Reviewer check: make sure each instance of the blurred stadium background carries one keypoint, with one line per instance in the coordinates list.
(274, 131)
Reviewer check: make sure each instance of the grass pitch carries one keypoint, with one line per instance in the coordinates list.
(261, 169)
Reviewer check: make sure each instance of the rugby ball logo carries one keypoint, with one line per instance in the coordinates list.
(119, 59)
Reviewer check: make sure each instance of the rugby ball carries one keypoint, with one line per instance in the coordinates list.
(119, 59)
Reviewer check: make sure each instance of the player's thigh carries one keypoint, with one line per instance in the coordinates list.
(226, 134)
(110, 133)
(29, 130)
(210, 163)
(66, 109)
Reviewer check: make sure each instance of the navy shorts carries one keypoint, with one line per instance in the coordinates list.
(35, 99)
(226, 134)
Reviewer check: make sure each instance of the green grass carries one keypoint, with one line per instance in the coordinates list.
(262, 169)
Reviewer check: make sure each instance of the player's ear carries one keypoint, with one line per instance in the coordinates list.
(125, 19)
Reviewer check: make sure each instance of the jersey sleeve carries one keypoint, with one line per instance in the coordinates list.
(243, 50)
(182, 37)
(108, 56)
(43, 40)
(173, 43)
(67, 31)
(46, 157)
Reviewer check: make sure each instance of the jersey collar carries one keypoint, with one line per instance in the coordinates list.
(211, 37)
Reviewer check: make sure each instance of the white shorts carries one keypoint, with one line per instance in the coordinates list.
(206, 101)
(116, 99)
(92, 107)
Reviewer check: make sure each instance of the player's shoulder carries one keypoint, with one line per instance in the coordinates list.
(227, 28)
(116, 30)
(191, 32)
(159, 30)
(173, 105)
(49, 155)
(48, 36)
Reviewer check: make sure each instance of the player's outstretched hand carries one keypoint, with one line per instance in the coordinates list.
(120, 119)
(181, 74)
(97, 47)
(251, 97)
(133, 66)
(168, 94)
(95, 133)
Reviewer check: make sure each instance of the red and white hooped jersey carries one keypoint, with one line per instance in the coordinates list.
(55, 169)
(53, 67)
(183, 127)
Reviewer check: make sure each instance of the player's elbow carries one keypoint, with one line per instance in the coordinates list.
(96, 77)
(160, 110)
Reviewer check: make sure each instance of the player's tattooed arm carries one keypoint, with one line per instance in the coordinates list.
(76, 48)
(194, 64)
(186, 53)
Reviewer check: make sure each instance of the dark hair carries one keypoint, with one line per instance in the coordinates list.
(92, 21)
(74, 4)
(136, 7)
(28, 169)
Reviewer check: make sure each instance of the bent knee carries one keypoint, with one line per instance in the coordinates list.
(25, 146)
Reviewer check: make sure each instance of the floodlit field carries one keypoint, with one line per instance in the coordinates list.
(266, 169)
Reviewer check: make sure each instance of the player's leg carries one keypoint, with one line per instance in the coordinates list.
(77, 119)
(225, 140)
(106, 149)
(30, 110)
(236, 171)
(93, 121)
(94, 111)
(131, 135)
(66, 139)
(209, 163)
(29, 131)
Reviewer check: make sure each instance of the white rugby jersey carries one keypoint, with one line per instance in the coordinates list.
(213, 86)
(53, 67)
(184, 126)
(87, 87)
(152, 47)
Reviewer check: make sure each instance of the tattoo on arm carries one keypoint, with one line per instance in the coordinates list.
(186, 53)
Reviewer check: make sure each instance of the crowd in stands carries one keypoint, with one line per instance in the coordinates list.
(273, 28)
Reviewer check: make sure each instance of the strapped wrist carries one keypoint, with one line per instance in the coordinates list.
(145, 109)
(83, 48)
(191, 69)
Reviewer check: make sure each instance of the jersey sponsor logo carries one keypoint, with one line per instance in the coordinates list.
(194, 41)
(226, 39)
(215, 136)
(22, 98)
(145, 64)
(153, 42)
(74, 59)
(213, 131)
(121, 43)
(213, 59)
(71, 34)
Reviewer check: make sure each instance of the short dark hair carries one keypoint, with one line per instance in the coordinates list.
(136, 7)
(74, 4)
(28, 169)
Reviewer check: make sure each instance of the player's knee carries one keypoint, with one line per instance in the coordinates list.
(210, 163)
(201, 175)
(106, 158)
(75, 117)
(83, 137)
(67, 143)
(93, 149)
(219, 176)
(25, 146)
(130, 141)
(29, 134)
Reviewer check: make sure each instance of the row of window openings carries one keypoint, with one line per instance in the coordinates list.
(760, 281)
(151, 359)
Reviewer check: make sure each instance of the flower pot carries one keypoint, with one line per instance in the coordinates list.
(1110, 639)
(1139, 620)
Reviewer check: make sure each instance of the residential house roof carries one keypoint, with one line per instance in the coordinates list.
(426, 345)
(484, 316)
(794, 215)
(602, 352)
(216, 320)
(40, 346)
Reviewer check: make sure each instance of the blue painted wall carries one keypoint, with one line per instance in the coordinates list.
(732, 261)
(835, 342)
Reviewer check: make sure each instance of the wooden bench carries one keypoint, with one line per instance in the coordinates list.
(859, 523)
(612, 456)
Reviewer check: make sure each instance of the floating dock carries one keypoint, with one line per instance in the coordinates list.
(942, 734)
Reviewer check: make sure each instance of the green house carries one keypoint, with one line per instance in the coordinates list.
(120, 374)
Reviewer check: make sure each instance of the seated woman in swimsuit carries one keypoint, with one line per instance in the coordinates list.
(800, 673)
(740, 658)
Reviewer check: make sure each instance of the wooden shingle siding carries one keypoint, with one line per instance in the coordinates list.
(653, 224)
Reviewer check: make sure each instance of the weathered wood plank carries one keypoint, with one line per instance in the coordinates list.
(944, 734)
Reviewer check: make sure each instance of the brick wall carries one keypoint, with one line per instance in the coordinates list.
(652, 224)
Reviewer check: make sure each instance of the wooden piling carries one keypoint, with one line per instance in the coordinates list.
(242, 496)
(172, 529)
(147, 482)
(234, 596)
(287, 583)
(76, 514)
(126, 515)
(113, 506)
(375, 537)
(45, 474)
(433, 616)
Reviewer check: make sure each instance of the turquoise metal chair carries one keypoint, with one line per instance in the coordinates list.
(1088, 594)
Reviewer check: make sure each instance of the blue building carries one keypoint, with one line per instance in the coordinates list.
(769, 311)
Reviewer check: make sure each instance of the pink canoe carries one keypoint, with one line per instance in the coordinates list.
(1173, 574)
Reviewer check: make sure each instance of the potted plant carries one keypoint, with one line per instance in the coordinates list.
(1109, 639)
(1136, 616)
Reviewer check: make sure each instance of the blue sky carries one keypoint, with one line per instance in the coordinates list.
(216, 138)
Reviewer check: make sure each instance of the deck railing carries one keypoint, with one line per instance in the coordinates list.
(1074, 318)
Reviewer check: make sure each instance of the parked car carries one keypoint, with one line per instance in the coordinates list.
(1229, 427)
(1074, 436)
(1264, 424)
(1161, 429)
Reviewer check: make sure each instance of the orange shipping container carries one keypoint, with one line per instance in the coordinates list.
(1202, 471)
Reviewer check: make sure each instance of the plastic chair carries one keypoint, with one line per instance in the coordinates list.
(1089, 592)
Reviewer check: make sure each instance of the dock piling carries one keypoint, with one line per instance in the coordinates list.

Task goal: For this exercise, write out all of the data exactly.

Written response:
Reviewer check: make sure each instance of the blurred stadium background carries one keypoint, with one line per instance in the coordinates list.
(274, 131)
Reviewer check: make sure each instance of the grass pitch carries one keypoint, with one line per instance in the coordinates list.
(261, 169)
Reviewer check: make sure each instance of the rugby ball logo carries one keypoint, with one line per instance in the coordinates list.
(119, 59)
Reviewer check: make sure each instance of the rugby ball carries one keypoint, with one line per instance in the coordinates list.
(119, 59)
Reviewer check: make sure each instance of the player's thigh carries one keypoint, with one line per instance in the coordinates list.
(226, 134)
(110, 133)
(29, 130)
(210, 163)
(66, 109)
Reviewer check: make sure each instance of the navy shorts carries one keypoint, with one line per instance in the coordinates list.
(35, 99)
(226, 134)
Reviewer check: make sure each instance of the green grass carries one keypoint, with one line per instance in the coordinates list.
(262, 169)
Reviewer check: make sure each instance of the player's ear carries one keypoint, with one line per instance in the coordinates list.
(125, 19)
Reviewer check: make sure each instance of the jersey sleeve carries one keypoint, with one line per instance in the coordinates list.
(243, 50)
(182, 37)
(108, 56)
(43, 40)
(173, 43)
(67, 31)
(46, 157)
Reviewer check: make sure each instance of the jersey collar carries one keypoint, with one line per instance in the coordinates list.
(211, 37)
Reviewer check: make sure each instance of the white shorts carries one keypoint, with one line per instance in the coordinates list.
(206, 101)
(116, 99)
(92, 107)
Reviewer check: make sure each instance of the player's shoulder carries one keypoint, with one line per instance in the coordinates list.
(227, 28)
(116, 30)
(191, 32)
(159, 30)
(173, 105)
(49, 155)
(48, 36)
Reviewer check: make sure each instance of the player's outstretched hand carries one keypoint, with one line per instance in the coordinates list.
(120, 119)
(181, 74)
(97, 47)
(251, 97)
(133, 66)
(168, 94)
(95, 133)
Reviewer check: make sure each instance of the red and white hooped jersey carries one keypoint, with one line per instance in the coordinates list.
(55, 169)
(53, 67)
(183, 127)
Reviewer check: make sure each instance of the player's elbow carries one keypoint, with one line per instance in the coordinates list.
(96, 77)
(160, 110)
Reviewer check: make sure each instance of the player's tattooed arm carries one keypoint, with one line per instance in the coordinates list.
(76, 48)
(194, 64)
(186, 53)
Reviewer check: make sure each instance of the dark hair carries one keypoint, with one line per instance in the coordinates list.
(92, 21)
(74, 4)
(136, 7)
(28, 169)
Reviewer check: make sure each instance of the bent knee carries one keypoint, with one line per instance in the coordinates list.
(25, 146)
Reviewer check: make sure each instance of the floodlit field carries one keypoint, with one line per instance in the coordinates list.
(266, 169)
Reviewer check: make sure each instance of the player's leg carries one keypoint, with one line per instance in the coordinates list.
(77, 119)
(225, 140)
(106, 149)
(30, 110)
(236, 171)
(93, 121)
(94, 111)
(131, 135)
(66, 139)
(209, 163)
(29, 131)
Reviewer check: make sure each instance of the white rugby jersey carries one keypoint, with one line per instance in the coordinates list.
(213, 86)
(53, 67)
(184, 126)
(87, 87)
(152, 47)
Reviewer check: make sure each instance of the tattoo on arm carries one keypoint, with one line per instance in the coordinates list.
(186, 53)
Reviewer check: make sure each instance of the crowd in stands carries one keypoint, with one line per instance in the coordinates list.
(273, 28)
Reviewer check: make sure each instance of the strapped wrist carries one keypoint, with one line per instance in the coordinates list.
(145, 109)
(83, 48)
(191, 69)
Reviewer check: make sure each instance of the jersey sponsor logo carries one keypoint, with one line per instance in the coordinates list.
(194, 41)
(226, 39)
(215, 136)
(22, 98)
(145, 64)
(153, 42)
(74, 59)
(213, 131)
(121, 43)
(213, 59)
(71, 34)
Reviewer check: make sure each instance of the short dark hair carries one keypoint, with one line per instance in the coordinates list.
(136, 7)
(74, 4)
(28, 169)
Reviewer check: make sure each instance of the player's knee carries one keypoint, with one line per instance in the coordinates list.
(210, 163)
(201, 175)
(106, 158)
(75, 117)
(83, 137)
(67, 143)
(93, 149)
(219, 176)
(25, 146)
(130, 141)
(29, 134)
Reviewer check: make sure each instance of the row of window openings carries one keypoint, with one line per instance in the coordinates list.
(760, 281)
(151, 359)
Reviewer check: make sure each instance of the flower pot carries one keypoint, with one line per instance in the coordinates list.
(1110, 639)
(1139, 620)
Reviewer check: make sure each instance of the residential house roof carries one keypoint, with one line per instance in the coordinates list.
(426, 345)
(484, 316)
(794, 215)
(602, 352)
(216, 320)
(40, 346)
Reviewer check: make sure each instance of the blue painted wall carries one keypoint, with one line per instance in the coordinates list.
(732, 261)
(835, 342)
Reviewer check: make sure each instance of the wooden bench carries one keypoint, with one line per instance in the coordinates list.
(859, 523)
(612, 456)
Reviewer check: make sure each instance of the floating dock carries one keypoint, with one line per instance in the coordinates list.
(942, 734)
Reviewer check: make sure each instance of the green house carries one keypoint, with one line per instance in the coordinates list.
(120, 374)
Reviewer check: make sure each instance of the seated woman in swimsuit carries one keypoint, with one line per instance in the coordinates list.
(800, 673)
(740, 658)
Reviewer check: make sure each instance of the wooden shingle siding carries one keypoint, with one line per instance in the coordinates list.
(653, 224)
Reviewer check: make sure each instance of the weathered wood plank carries one keypoint, with one line per instance in the coordinates list.
(944, 734)
Reviewer check: make sure each instance of the brick wall carries one keypoint, with one line per instance in the coordinates list.
(652, 224)
Reviewer check: make sure each instance of the wooden piling carries one keypoint, with one line per instance in the coordinates list.
(242, 496)
(172, 529)
(147, 482)
(234, 596)
(287, 583)
(76, 514)
(126, 515)
(113, 506)
(375, 537)
(45, 474)
(433, 616)
Reviewer check: make sure each instance of the turquoise metal chair carries one keypoint, with one line per instance in the coordinates list.
(1088, 594)
Reviewer check: make sure each instance of the blue building carries one keypoint, with one line per instance in the coordinates list.
(769, 311)
Reviewer check: make sure each instance of the pink canoe carries one keypoint, with one line per instance in the coordinates list.
(1173, 574)
Reviewer check: make sure each instance of the potted plant carries one keypoint, with one line per instance in the coordinates list.
(1109, 639)
(1136, 616)
Reviewer check: make sure each instance of the blue sky carries one keypoint, with one line per instance in the coordinates list.
(216, 138)
Reviewer check: make sure each instance of the deck railing carries one keypoint, with one line per instance in the coordinates list.
(1074, 318)
Reviewer check: make sure each instance of the parked car carries one keypoint, with one line per instance in the coordinates list.
(1229, 427)
(1074, 436)
(1264, 424)
(1161, 429)
Reviewer check: make sure each instance of the orange shipping container carries one keypoint, with one line per instance in the coordinates list.
(1202, 471)
Reviewer check: make sure each instance of the plastic chair carries one keypoint, with one line per instance in the coordinates list.
(1089, 592)
Reviewer check: make sure each instance of the dock piling carries one keypoint, with one line per instance in the coordinates list.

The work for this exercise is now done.